Annotated coordinate entries:
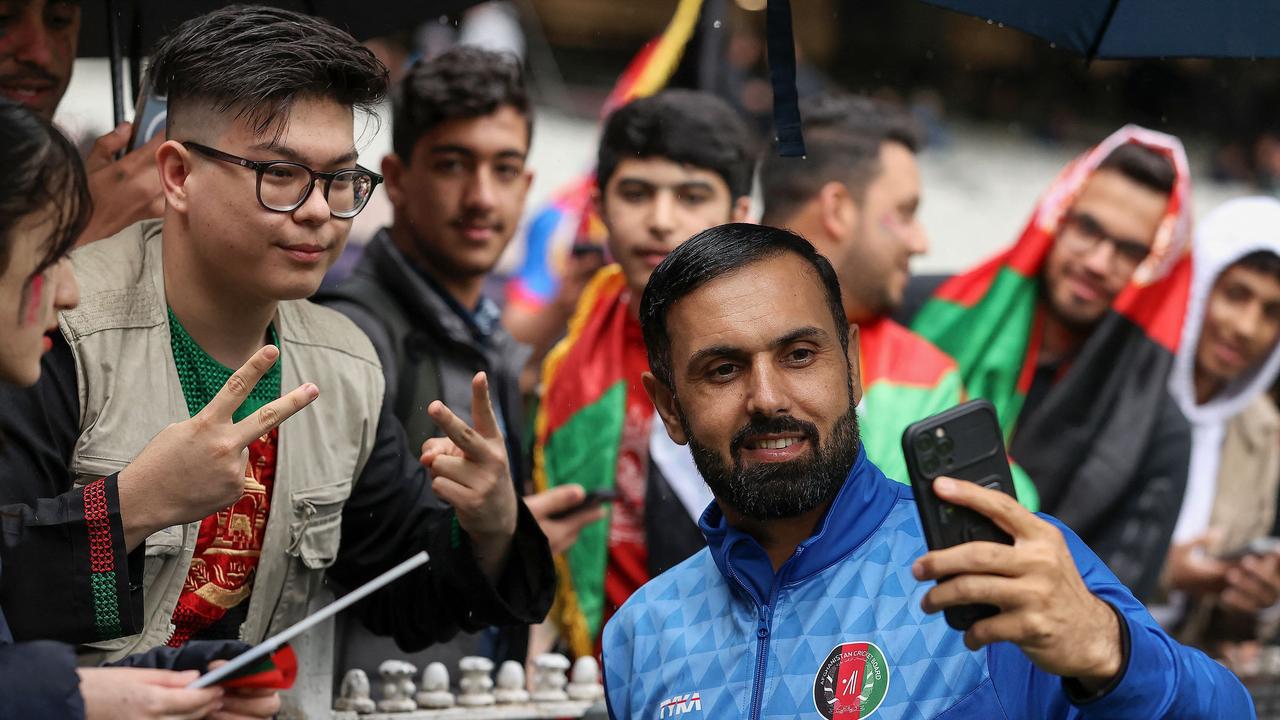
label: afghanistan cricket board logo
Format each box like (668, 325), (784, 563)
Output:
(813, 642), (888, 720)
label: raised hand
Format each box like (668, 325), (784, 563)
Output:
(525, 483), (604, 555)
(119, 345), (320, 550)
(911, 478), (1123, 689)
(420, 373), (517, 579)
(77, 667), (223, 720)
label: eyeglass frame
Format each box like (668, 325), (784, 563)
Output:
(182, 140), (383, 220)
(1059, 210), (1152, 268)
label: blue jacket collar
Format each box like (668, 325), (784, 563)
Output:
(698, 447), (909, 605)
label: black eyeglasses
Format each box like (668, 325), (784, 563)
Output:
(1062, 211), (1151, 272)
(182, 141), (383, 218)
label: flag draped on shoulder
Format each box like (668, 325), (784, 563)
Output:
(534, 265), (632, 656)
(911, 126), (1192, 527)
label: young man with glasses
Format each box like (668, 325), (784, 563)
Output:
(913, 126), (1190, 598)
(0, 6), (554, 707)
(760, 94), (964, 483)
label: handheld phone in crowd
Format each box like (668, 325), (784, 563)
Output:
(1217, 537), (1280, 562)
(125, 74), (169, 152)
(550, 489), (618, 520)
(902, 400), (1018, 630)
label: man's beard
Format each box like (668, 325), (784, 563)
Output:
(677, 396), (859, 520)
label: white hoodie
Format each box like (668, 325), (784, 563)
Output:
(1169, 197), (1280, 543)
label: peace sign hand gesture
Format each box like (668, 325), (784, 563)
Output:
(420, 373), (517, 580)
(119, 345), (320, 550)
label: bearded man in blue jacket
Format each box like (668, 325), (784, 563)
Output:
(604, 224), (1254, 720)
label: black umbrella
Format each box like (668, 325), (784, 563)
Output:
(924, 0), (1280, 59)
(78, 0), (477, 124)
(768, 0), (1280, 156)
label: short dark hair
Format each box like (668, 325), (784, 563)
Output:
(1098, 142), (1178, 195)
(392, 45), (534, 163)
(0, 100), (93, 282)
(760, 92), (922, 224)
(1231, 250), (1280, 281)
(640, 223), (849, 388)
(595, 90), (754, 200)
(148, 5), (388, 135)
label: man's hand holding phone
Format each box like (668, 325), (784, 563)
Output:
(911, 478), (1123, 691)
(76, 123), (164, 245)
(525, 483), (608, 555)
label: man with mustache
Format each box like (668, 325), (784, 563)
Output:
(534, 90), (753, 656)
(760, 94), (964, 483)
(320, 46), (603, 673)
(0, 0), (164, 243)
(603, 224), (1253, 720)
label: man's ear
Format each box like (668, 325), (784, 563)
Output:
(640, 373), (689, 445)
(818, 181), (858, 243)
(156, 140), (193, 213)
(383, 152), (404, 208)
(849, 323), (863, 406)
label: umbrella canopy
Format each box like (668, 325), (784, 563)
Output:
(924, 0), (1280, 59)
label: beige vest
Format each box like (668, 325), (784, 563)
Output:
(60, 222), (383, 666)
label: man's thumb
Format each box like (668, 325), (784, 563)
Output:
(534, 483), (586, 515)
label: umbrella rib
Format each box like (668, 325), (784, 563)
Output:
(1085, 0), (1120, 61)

GIVEN PROBLEM – Write out these lines word for word: begin at the line that contains "label: bearded man in blue jacket" and stop after the line that contains "(603, 224), (1253, 720)".

TASK OUTPUT –
label: bearded man in blue jacket
Format each box like (668, 325), (784, 563)
Output:
(604, 224), (1254, 720)
label: black umbrella
Format each box like (668, 325), (784, 563)
Output:
(924, 0), (1280, 59)
(78, 0), (477, 124)
(768, 0), (1280, 156)
label: short dark hair
Format each box like (668, 325), (784, 563)
Output:
(1098, 142), (1178, 195)
(392, 45), (534, 163)
(0, 100), (93, 282)
(760, 92), (922, 224)
(1231, 250), (1280, 281)
(640, 223), (849, 388)
(595, 90), (754, 200)
(148, 5), (388, 135)
label: man's hand holding phone
Format each box like (668, 325), (784, 563)
Output:
(911, 478), (1123, 691)
(76, 123), (164, 245)
(525, 483), (608, 555)
label: man with mustache
Format each box like (668, 325), (784, 563)
Output:
(534, 90), (753, 656)
(760, 94), (964, 483)
(320, 46), (603, 673)
(0, 0), (164, 243)
(603, 224), (1253, 720)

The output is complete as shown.